» Gegeven tekst
══════════════════════════════

We haalden het al even aan: ondanks het onwaarschijnlijke dieet van de Tiger 1200 ten opzichte van z’n voorganger (-25 kg!) blijft de Tiger 900 GT Pro ’m op de weegschaal alsnog flink wat kilo’s voor. Met de veervoorspanning op ‘rijder met bagage’ (iets hoger achter, iets meer op de neus gericht) en de demping helemaal richting ‘Sport’ is de 900 een te duchten bochtenwapen. Beide machines rijden op een 19-inch voorwiel, maar de Tiger 900 heeft een smallere en hogere slof (100/90 vs. 120/70) om de wielen, waardoor je ’m nog net wat vlotter van z’n ene op z’n andere oor vlijt, waar de Tiger 1200 net een stukje stabieler voor de dag komt. Voel je de extra kilo’s bij stilstand en stapvoets gemanoeuvreer goed, dan doet de Tiger 1200 er alles aan om je die sores te laten vergeten als de gaskraan wordt opengedraaid. Van het smalle achterbandje (op allebei 150 mm!), via de zachte vermogensopbouw onderin tot de uitstekende ophanging; vanaf lage snelheden wals je ook deze grootste hoogpoter met gemak door elke bocht.
Hoewel we helemaal niks te klagen hebben over de Marzocchi-ophanging (vooral het elektronische gedeelte achteraan) van de 900, verdient de volledig semi-actieve Showa-ophanging van de 1200 het meeste lof. Beide testrijders verschillen een goeie zak cement qua gewicht, maar de aanpassing van de veervoorspanning verloopt automatisch, terwijl het systeem door het continue ‘lezen’ van de ondergrond steeds voor de optimale demping zorgt. Een naadloos gebeuren, wat toch bonuspunten naar rijcomfort oplevert. Nee, vervelend is het niet om zelf de juiste balans te zoeken op de Tiger 900 GT Pro, maar hoe leuk is het niet als je motor meedenkt? Dient er afgeremd te worden, dan scoren beide met Brembo beslagen hengsten uitermate goed, al verdient de combinatie van de M4.30’s met het verstelbare Magura-hendel een open doekje qua verfijning en feedback.
De Tiger 1200 komt als eerste over de meet, stopt met het meeste gevoel en gaat in deze categorie met de bloemen lopen. Al hebben we een eervolle vermelding voor het verfijndere samenspel tussen gashendel en injectie, het kwieke gewals en een pluim voor de onversneden power waarmee het moedige, kleinere blok uitpakt.

══════════════════════════════

» Lijst met taken
1. Kopieer uit de vergelijkingstest van de Tiger 900 en de Tiger 1200 woordelijk het stuk van "Hoewel we helemaal" tot "verfijning en feedback.".
2. Pak de vergelijkingstest van de Tiger 900 en de Tiger 1200 op na de laatste zin en schrijf hem verder.

» Aangeleverde gegevens
══════════════════════════════

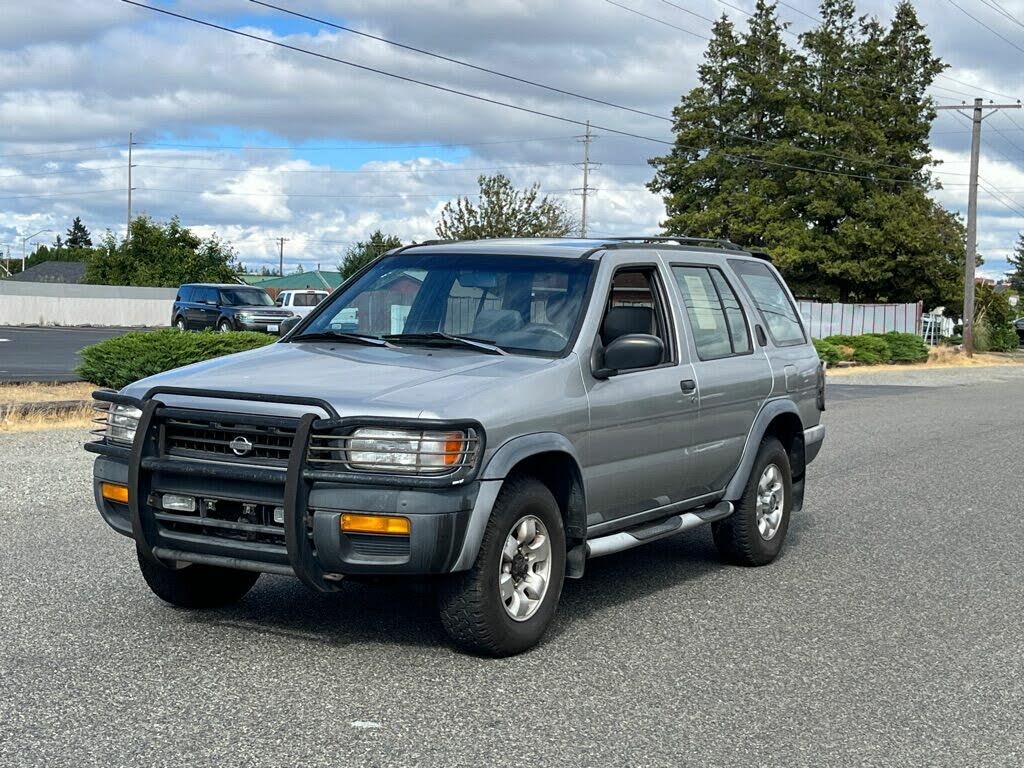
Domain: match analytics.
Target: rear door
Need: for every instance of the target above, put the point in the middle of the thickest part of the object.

══════════════════════════════

» Antwoorden per taak
1.
Hoewel we helemaal niks te klagen hebben over de Marzocchi-ophanging (vooral het elektronische gedeelte achteraan) van de 900, verdient de volledig semi-actieve Showa-ophanging van de 1200 het meeste lof. Beide testrijders verschillen een goeie zak cement qua gewicht, maar de aanpassing van de veervoorspanning verloopt automatisch, terwijl het systeem door het continue ‘lezen’ van de ondergrond steeds voor de optimale demping zorgt. Een naadloos gebeuren, wat toch bonuspunten naar rijcomfort oplevert. Nee, vervelend is het niet om zelf de juiste balans te zoeken op de Tiger 900 GT Pro, maar hoe leuk is het niet als je motor meedenkt? Dient er afgeremd te worden, dan scoren beide met Brembo beslagen hengsten uitermate goed, al verdient de combinatie van de M4.30’s met het verstelbare Magura-hendel een open doekje qua verfijning en feedback.

2.
1 van 2
Prijs & uitrusting
De letters ‘GT’ staan doorgaans al garant voor een uitvoerige standaarduitrusting, maar als ze in Hinckley ook het addendum ‘Pro’ toevoegen, dan wordt het menens. En dat valt eraan te zien als we onze beide kemphanen even naast elkaar oplijnen.
Zo pronkt de Tiger 900 GT Pro pronkt met een 7-inch tft-kleurenscherm met connectiviteit (telefoneren, muziek, navigatie en GoPro bedienen), hellingshoekgevoelig ABS en traction control, Brembo Stylema-remmen, een standaard up/down-quickshifter, cruise control, handvat- en zadelverwarming (voor- en achteraan), verlichte schakelaars, vijf rijmodi (Road, Rain, Sport, Offroad, en het instelbare Ride), elektronische bandenspanningsmeters, een 20-litertank, ledverlichting rondom en een volledige Marzocchi-ophanging. Van die laatste kan je de 45mm-upsidedown-cartridgevork vooraan met de hand instellen, de RSU achteraan laat zich elektronisch bijregelen. Daarvan kan de veervoorspanning ingesteld worden in vier presets (solo, met duo, solo met bagage, duo met bagage) en kan je in de weer met negen settings qua demping. Een fiks pakket!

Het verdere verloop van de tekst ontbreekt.